GIVEN REQUEST: How many lines in the records below contain the word "reflection"? Reply with the number only.

DATA IN THIS EXERCISE:
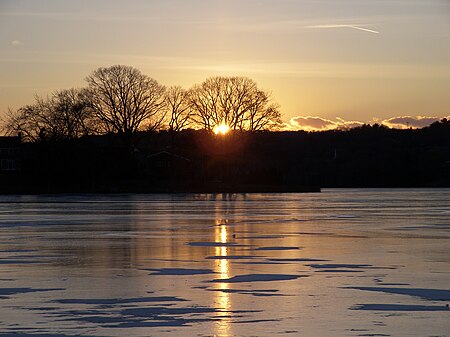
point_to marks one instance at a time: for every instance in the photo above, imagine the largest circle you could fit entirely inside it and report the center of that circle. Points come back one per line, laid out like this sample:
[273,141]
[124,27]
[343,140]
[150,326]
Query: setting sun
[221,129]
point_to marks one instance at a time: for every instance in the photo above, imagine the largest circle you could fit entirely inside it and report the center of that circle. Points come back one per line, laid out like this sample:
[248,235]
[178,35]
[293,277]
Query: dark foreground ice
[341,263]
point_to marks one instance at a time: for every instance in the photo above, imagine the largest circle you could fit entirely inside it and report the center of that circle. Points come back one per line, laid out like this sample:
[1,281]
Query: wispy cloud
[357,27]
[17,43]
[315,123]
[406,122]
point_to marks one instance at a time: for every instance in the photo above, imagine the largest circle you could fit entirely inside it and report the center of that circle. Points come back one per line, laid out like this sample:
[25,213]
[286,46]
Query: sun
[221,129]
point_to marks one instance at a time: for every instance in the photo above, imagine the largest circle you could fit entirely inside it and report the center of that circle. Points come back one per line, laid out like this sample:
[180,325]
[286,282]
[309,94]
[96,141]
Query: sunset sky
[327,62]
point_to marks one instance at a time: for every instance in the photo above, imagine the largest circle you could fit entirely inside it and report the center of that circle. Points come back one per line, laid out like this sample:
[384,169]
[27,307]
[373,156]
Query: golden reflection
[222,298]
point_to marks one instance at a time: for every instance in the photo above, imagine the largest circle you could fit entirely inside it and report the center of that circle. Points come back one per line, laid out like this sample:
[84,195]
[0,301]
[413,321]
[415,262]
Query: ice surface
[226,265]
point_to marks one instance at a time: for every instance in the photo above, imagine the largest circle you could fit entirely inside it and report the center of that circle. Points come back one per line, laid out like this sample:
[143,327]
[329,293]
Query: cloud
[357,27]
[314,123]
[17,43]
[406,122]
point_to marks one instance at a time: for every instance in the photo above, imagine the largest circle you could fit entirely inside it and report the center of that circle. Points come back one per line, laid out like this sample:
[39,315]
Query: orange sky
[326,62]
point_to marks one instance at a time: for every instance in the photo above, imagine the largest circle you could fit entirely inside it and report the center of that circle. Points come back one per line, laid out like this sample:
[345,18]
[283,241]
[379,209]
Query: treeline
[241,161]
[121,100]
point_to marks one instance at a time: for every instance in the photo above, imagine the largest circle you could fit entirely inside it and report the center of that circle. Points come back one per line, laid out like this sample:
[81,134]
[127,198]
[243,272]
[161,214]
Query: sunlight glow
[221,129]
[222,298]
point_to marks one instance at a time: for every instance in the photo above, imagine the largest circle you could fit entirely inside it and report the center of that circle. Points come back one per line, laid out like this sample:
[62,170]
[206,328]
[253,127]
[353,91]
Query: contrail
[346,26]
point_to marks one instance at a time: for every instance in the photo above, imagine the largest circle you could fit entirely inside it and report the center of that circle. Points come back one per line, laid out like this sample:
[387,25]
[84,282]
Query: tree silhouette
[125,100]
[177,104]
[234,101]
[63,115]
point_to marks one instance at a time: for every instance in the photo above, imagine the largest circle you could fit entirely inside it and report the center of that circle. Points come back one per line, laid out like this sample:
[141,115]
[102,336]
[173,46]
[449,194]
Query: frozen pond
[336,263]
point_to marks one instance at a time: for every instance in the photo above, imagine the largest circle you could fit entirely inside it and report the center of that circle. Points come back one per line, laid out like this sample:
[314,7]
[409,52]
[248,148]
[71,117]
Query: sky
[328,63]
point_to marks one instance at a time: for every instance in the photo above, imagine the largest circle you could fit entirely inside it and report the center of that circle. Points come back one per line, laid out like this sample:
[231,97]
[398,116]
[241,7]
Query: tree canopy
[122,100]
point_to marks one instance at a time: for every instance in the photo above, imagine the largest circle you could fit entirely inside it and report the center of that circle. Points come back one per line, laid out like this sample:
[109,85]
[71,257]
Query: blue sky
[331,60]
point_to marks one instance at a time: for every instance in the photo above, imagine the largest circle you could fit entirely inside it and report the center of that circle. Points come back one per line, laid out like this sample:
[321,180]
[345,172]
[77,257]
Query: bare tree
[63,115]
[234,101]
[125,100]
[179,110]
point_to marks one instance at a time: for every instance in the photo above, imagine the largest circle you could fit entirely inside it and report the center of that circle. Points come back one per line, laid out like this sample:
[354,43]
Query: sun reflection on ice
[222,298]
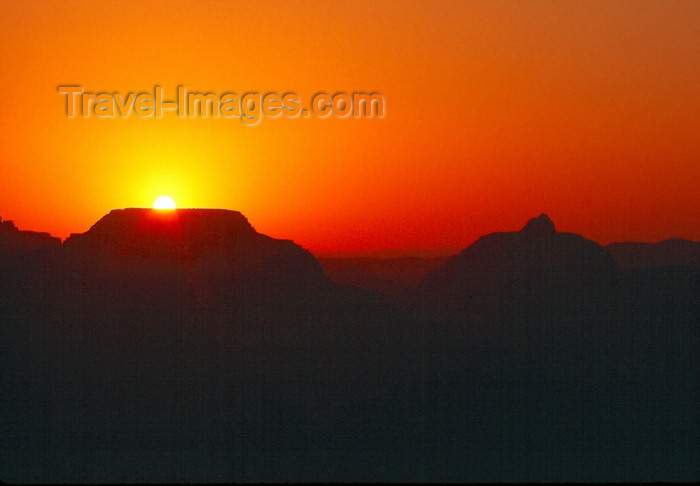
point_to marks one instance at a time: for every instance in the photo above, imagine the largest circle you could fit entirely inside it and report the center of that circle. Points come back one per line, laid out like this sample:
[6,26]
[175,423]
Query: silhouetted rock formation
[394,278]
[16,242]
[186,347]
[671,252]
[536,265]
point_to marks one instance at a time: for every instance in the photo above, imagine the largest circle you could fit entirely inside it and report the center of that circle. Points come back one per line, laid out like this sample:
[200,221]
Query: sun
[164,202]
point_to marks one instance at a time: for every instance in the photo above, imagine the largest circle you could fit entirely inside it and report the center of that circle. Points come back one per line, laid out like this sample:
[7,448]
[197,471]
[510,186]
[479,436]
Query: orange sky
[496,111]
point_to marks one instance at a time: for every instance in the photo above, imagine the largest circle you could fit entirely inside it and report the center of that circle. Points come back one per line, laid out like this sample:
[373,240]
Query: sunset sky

WORKED SOLUTION: 2